-- Work task --
The reply should contain every entry exactly as given, with no pictures in it.

(Data items)

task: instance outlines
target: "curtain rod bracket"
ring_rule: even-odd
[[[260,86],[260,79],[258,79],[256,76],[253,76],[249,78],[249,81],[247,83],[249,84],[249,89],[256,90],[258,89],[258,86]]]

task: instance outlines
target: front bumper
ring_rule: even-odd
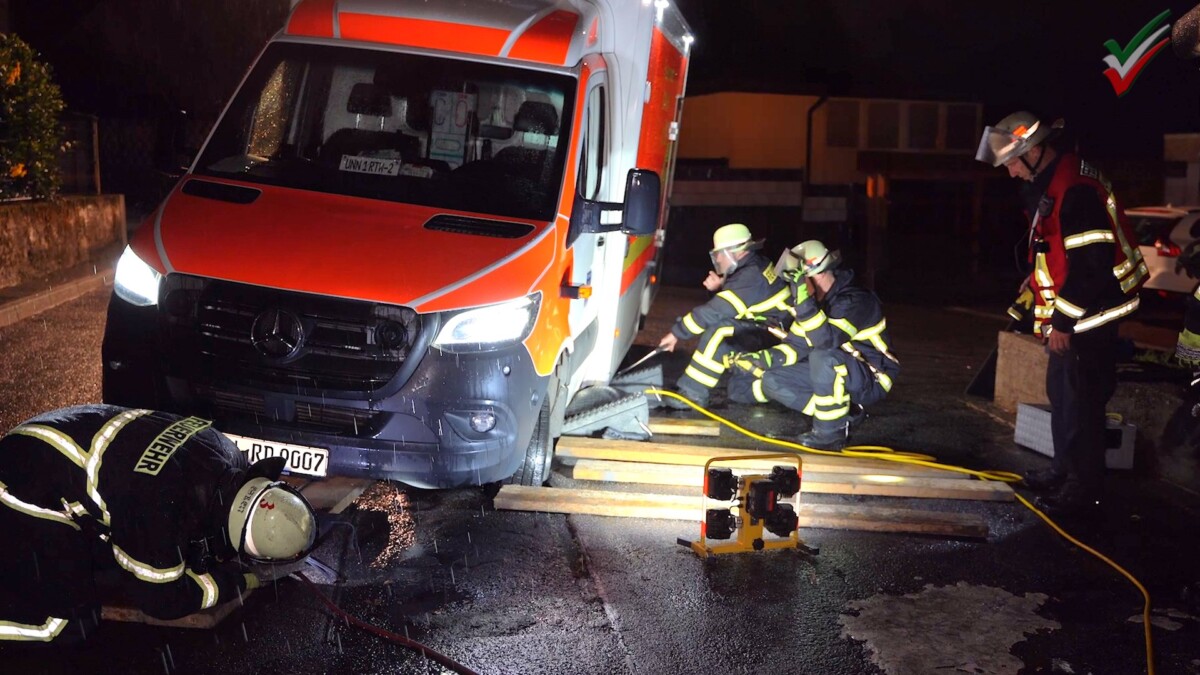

-- Output --
task: instance outlines
target: "curtain rod bracket"
ring_rule: even-odd
[[[260,86],[260,79],[258,79],[256,76],[253,76],[249,78],[249,81],[247,83],[249,84],[249,89],[256,90],[258,89],[258,86]]]

task: instance outlines
target: front bumper
ring_rule: even-odd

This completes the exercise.